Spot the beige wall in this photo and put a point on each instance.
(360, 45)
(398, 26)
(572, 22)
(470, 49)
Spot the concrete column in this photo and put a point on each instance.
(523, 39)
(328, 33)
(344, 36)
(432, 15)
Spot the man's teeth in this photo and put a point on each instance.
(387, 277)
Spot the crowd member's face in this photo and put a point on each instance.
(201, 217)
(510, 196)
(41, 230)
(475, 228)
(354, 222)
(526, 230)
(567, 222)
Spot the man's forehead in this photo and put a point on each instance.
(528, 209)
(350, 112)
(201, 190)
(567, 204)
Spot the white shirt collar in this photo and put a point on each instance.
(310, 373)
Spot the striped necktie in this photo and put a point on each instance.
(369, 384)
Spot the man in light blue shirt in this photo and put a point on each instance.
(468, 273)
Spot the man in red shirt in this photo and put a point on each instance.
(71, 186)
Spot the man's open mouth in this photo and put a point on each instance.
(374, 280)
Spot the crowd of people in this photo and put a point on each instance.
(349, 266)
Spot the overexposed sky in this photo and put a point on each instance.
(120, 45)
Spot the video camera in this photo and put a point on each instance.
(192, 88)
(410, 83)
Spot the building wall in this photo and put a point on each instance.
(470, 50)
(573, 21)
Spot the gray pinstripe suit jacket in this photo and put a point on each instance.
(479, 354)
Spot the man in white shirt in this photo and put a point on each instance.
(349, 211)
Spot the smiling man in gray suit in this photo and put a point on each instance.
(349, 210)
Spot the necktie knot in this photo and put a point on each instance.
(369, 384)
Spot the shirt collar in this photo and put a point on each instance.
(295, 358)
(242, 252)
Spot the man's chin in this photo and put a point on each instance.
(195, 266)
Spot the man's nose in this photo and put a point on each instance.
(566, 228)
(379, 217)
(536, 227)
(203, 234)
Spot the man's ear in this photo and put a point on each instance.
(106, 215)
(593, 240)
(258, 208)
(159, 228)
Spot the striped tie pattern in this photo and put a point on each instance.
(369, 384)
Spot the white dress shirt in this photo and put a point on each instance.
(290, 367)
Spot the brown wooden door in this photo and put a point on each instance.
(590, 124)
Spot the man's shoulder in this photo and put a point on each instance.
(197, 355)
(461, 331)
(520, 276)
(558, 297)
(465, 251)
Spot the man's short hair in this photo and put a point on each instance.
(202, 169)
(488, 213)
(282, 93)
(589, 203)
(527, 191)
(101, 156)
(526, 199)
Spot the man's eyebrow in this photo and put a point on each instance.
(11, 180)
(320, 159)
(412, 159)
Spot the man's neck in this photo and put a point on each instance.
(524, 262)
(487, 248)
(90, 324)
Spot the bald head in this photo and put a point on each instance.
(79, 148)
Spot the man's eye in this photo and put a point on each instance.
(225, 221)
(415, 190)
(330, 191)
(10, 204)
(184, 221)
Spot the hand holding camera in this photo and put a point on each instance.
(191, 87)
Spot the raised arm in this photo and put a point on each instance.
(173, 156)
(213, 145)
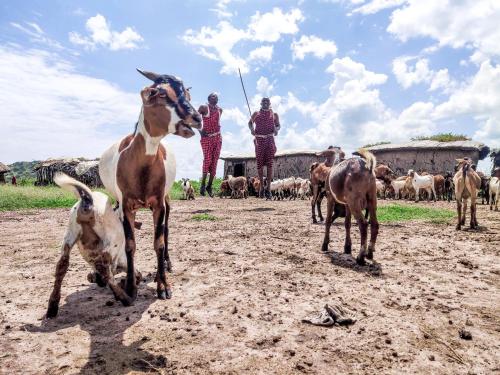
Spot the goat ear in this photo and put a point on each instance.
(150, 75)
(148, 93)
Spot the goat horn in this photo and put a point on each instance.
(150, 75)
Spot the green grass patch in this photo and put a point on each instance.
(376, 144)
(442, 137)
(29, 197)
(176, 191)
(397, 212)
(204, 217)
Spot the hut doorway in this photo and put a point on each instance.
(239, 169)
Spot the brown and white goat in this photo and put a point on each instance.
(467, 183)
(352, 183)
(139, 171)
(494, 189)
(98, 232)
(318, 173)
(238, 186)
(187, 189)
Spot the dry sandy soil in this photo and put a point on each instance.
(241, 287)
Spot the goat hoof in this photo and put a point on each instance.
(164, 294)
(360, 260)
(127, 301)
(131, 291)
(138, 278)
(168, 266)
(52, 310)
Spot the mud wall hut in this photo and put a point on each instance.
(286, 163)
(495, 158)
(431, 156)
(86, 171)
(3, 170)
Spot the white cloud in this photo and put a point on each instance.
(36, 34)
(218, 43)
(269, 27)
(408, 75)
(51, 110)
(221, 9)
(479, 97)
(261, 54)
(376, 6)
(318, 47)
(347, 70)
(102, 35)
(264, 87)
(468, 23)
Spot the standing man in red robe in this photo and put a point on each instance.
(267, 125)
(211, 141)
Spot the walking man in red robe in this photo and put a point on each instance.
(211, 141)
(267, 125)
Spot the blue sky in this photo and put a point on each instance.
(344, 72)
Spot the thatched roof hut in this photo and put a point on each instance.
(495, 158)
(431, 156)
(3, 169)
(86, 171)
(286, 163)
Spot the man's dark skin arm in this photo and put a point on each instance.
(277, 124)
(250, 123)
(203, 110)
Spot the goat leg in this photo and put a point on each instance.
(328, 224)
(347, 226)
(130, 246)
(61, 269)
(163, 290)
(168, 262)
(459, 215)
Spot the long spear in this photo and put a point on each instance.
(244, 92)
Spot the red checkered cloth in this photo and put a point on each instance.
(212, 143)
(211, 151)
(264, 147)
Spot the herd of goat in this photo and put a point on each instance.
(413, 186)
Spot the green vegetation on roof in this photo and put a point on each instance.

————————

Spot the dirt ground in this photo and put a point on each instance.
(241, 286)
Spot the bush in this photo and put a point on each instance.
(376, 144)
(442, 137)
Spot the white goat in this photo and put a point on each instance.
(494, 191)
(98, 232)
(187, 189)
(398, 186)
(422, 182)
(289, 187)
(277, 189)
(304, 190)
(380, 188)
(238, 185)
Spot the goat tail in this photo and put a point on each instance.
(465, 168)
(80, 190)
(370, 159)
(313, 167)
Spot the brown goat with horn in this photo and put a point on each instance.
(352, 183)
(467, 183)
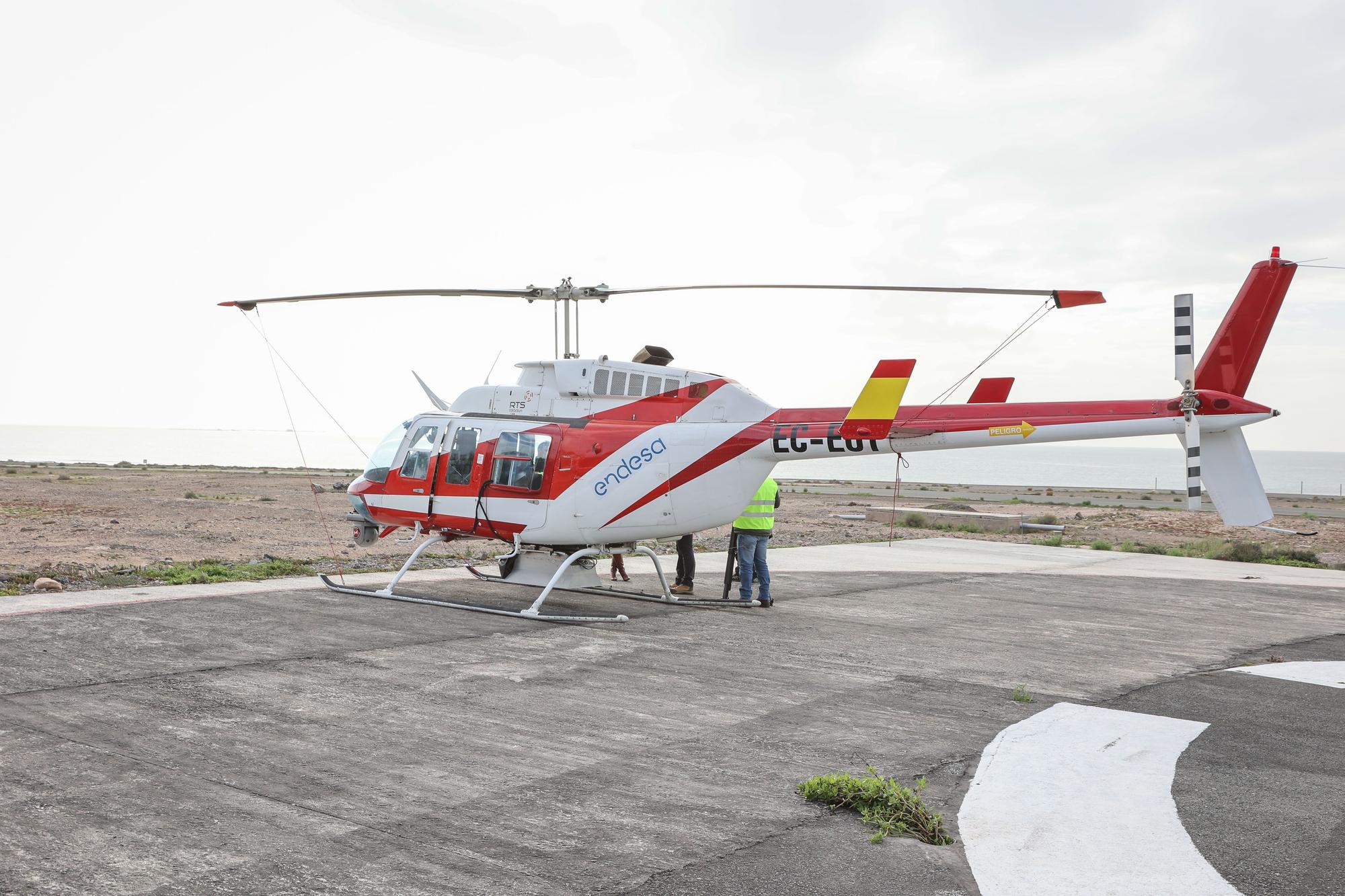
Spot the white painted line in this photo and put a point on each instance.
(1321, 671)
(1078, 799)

————————

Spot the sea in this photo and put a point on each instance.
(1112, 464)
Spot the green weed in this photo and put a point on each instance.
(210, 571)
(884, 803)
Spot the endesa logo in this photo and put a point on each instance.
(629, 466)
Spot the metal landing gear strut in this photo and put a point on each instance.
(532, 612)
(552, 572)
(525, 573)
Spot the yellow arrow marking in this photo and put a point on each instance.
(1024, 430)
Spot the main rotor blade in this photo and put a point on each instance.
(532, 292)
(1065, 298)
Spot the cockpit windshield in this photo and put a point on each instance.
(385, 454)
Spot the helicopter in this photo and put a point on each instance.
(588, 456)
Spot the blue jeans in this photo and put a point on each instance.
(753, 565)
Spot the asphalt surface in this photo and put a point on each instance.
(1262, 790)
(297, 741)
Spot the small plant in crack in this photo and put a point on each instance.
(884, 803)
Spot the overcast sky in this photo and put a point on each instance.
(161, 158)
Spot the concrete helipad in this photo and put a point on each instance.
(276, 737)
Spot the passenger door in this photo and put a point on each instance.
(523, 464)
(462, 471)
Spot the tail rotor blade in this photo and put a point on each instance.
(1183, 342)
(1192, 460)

————————

▸ Work to complete
Scale the rows starting at the one containing "Spot the metal" and ending at the one containing "(1192, 460)", both included. Give every row again with the request rows unchanged, and multiply each point coordinate by 2.1, rounding to whole numbers with halves going up.

▸ Output for this exercise
Spot the metal landing gear strut in this photo and put a point on each instance.
(1117, 1285)
(1159, 1201)
(1103, 1203)
Spot the yellow arrow marking in this photo and put a point on each instance.
(2150, 903)
Spot the main rotor blade in this photo and put a point on each instance.
(1117, 613)
(2237, 626)
Spot the cockpit windshield in this photo and put a point on each instance.
(809, 953)
Spot the helicopter in this photo and put a point on each instance.
(1235, 958)
Spot the blue jeans in this photo and put a point on each instance.
(1581, 1187)
Spot the asphalt surface in this photo and put a point on each instance.
(2650, 1659)
(624, 1556)
Spot the small plant in crack in this photo and put a point on each instance.
(1856, 1686)
Spot the overcast sky in this photo and put a point on each instance.
(338, 332)
Spot the concrete helipad in this photo and put a point on each instance.
(580, 1548)
Spot the passenger door in this photo and put a point on each instance.
(1098, 974)
(970, 989)
Spot the tail rotor blade in this photo and put a point on each instance.
(2484, 718)
(2503, 966)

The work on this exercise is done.